■ Description of the task ■
Without pictures, retype the following entries exactly.

------------------------------

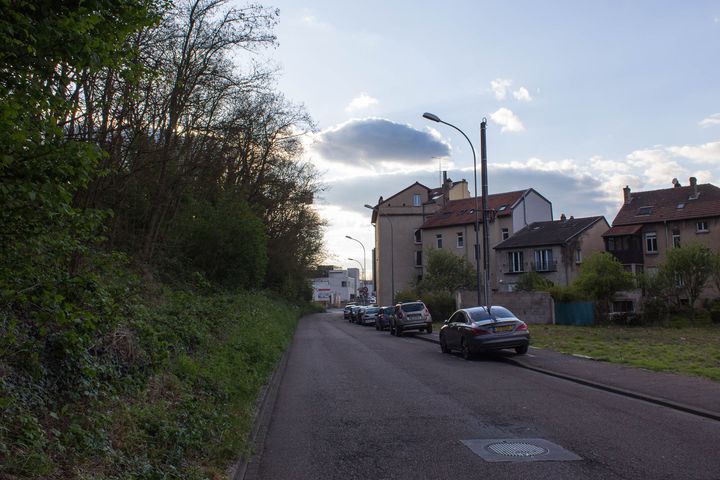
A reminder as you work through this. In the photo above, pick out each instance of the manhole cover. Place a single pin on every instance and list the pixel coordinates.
(519, 450)
(516, 449)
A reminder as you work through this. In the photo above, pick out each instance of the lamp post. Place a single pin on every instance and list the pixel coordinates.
(437, 119)
(392, 253)
(356, 280)
(364, 257)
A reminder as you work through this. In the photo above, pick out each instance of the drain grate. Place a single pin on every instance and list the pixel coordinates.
(516, 449)
(519, 450)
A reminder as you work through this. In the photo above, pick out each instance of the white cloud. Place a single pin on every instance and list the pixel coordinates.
(500, 86)
(705, 153)
(522, 95)
(361, 102)
(710, 121)
(508, 120)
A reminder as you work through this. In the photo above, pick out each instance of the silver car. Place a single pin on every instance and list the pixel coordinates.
(410, 316)
(473, 330)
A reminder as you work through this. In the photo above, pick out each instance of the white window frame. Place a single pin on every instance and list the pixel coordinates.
(515, 261)
(651, 242)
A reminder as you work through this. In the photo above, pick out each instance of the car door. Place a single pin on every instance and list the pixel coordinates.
(455, 324)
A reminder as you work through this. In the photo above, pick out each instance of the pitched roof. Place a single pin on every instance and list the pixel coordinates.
(556, 232)
(677, 203)
(462, 212)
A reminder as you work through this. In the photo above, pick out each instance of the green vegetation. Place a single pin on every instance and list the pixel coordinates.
(684, 350)
(149, 186)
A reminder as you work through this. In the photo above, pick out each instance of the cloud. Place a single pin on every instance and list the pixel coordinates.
(508, 120)
(361, 102)
(522, 95)
(500, 86)
(370, 142)
(710, 121)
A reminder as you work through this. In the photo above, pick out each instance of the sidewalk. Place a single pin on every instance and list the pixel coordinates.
(695, 395)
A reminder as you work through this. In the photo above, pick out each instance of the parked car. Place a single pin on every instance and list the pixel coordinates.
(346, 310)
(473, 330)
(356, 313)
(383, 319)
(410, 316)
(369, 315)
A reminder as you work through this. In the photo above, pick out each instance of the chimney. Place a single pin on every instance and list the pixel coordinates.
(693, 184)
(626, 195)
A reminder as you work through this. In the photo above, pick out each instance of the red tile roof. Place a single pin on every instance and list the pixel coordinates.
(462, 212)
(675, 203)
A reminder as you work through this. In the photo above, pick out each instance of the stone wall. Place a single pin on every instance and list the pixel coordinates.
(530, 307)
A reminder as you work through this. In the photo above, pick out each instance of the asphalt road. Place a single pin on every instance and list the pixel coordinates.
(355, 403)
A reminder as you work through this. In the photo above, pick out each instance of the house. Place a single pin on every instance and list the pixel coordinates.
(554, 249)
(453, 226)
(651, 223)
(398, 239)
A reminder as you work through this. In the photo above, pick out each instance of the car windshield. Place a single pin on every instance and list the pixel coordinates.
(412, 307)
(497, 312)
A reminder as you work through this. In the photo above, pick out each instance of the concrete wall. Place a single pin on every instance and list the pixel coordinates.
(530, 307)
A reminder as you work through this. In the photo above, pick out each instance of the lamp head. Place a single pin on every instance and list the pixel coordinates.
(431, 116)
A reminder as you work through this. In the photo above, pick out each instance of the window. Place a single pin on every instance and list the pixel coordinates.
(651, 242)
(543, 260)
(676, 239)
(515, 260)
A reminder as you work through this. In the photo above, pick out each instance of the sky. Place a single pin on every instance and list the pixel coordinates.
(580, 98)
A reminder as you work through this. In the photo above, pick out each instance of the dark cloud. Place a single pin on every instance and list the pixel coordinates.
(369, 141)
(580, 197)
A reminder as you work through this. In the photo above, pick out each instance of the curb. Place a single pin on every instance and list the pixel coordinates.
(264, 406)
(605, 387)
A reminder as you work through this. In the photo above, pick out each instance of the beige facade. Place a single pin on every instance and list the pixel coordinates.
(555, 250)
(397, 255)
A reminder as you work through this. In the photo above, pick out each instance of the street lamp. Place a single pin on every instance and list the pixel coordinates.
(356, 280)
(392, 254)
(364, 256)
(437, 119)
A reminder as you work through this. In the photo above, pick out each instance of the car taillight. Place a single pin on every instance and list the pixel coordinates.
(475, 331)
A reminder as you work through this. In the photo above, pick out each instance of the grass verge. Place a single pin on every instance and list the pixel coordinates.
(687, 350)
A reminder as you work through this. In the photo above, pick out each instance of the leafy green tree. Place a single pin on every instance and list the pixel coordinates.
(601, 277)
(447, 272)
(691, 266)
(533, 282)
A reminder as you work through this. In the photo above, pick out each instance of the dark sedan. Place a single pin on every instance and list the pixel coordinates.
(474, 330)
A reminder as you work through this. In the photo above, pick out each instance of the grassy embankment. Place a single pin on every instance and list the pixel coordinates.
(182, 407)
(685, 350)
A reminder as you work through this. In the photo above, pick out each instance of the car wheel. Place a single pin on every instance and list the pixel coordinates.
(443, 345)
(465, 349)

------------------------------

■ Output of the exercise ■
A reminder as you work through this. In the photo above, pick out each instance of the manhole cover. Place a single pin on every instance and list the pixel coordinates.
(519, 450)
(516, 449)
A reminder as you work through this. In the photo above, pick out each instance of the lamp post. Place a single pin on every instance and list the pixel coordinates.
(437, 119)
(392, 253)
(356, 280)
(364, 257)
A reminder as you work through this. In the photo above, pick out each instance of the drain grate. Place a single pin on every instance and list the pixel coordinates.
(516, 449)
(519, 450)
A reminder as you work through this. In the photo above, pick out each instance of the white cloud. Place a single pin on every instance and list the pixel coordinates.
(500, 86)
(705, 153)
(522, 95)
(361, 102)
(710, 121)
(508, 120)
A reminder as you work through this. In the photo above, pick out each instance of the silver car. Place a single pin on every instance and list the pixel coordinates.
(410, 316)
(473, 330)
A reminder as you work through this. In the photo above, pick out each instance of the white window frame. Place a single pin on every instance and list the pixel coordinates.
(515, 261)
(651, 242)
A reminder as you work through this. In the photo above, pick out each instance of the car door. Place a single pin on every instance and list the pixel coordinates.
(455, 324)
A reminder as you work through this. In the photo above, pick out each instance of the pitched roof. Place a single pin on every instance and list the pixel coordinates.
(556, 232)
(677, 203)
(462, 212)
A reminder as you work through this. In the photo above, pick out each instance of the green vegetation. Place a single pin on every instance and list the pixel coordinates.
(684, 350)
(149, 186)
A reminder as you work through this. In the photo above, pick out each instance of the cloud. Place a single pin on every instance and list the pixel coordinates.
(508, 120)
(361, 102)
(522, 95)
(500, 86)
(370, 142)
(710, 121)
A reminder as you work through this. In the photo above, pick out each instance of the sidewalk. Place a single pin on every instance and list the pixel coordinates.
(695, 395)
A reminder as you work through this. In the photo above, pick out each instance of the parked car. Place a single pin on every instance and list the pixel coordinates.
(346, 310)
(473, 330)
(356, 313)
(383, 319)
(410, 316)
(369, 315)
A reminder as you work through this. In the photo above, pick out each instance of the chimney. Place a single pin on every instance and list the pixel coordinates.
(693, 184)
(626, 195)
A reminder as you work through this. In the photo above, pick out each instance of the red tile roof. Place a single pin on every instance and list the pixel coordinates.
(462, 212)
(675, 203)
A reminder as you work through this. In the photo above, pick out each instance of the stone wall. Place a single pin on every instance and list the pixel coordinates.
(530, 307)
A reminder as you work through this. In the photo above, pick out each instance of the asphalt road. Place a single pin on every instance and list the pixel coordinates.
(355, 403)
A reminder as you work through this. In the photo above, pick out each instance of the house. Place a single pin on every instance and list the pixel coordinates.
(554, 249)
(453, 226)
(651, 223)
(398, 239)
A reminder as you work through this. In the photo above, pick out each instance of the car windshield. Place a single pin on every instance and list the pixel coordinates.
(412, 307)
(497, 312)
A reminder as you work through this. In the photo above, pick out each instance of the concrete wall. Place a single pin on every instance and list the pixel coordinates.
(530, 307)
A reminder as you work through this. In the photo above, pick out each instance of the lamp head. Place a single pin on every instance and list the pixel coordinates.
(431, 116)
A reminder as you work through this. In the photo above, pick out each instance of the window. Place a single pin on every instance and list the pixel coordinates.
(651, 242)
(543, 260)
(676, 239)
(515, 260)
A reminder as you work through this. In the photo above, pick out each instance of the sky. Place a single pin on every instance and list the pixel coordinates.
(580, 98)
A reminder as you work through this. In the photo above, pick out each instance of the dark cloud. Place a single pin on every instance and list the pixel coordinates.
(369, 141)
(580, 197)
A reminder as you work through this. In the photo above, pick out each instance of the curb. Place a single pin on every instance and list the pixel coordinates.
(264, 406)
(605, 387)
A reminder as you work through this. In the photo above, pick out each instance of the beige facade. Place a single pin on every instance and list the pixel coordinates.
(555, 250)
(397, 255)
A reminder as you work through this. In the photo above, pick out each instance of the street lamp. Place a single pin on every instance and list the pixel coordinates.
(356, 280)
(392, 254)
(364, 256)
(437, 119)
A reminder as you work through this. In the photo above, pick out each instance of the car taillight. Place a single pin on every instance and list the pixel coordinates.
(475, 331)
A reminder as you work through this. In the photo above, pick out each instance of the grass verge. Place a single pin on every instance and list the pixel coordinates.
(687, 350)
A reminder as you work through this. In the photo above, pick out each instance of the leafy green tree. Place a single pin on every instance and list the pixel coordinates.
(601, 277)
(447, 272)
(691, 266)
(533, 282)
A reminder as you work through this. In the photo above, pick out each instance of the dark sedan. Place a single pin on every instance and list the pixel coordinates.
(474, 330)
A reminder as you work through this. In the photo above, pick out each instance of the grassy embankment. Place a single pin on every instance and list the pixel coordinates.
(182, 407)
(685, 350)
A reminder as you work through this. In the photo above, pick out each instance of the car wheel. Place a single pin on every instance and list the pixel coordinates.
(443, 345)
(465, 349)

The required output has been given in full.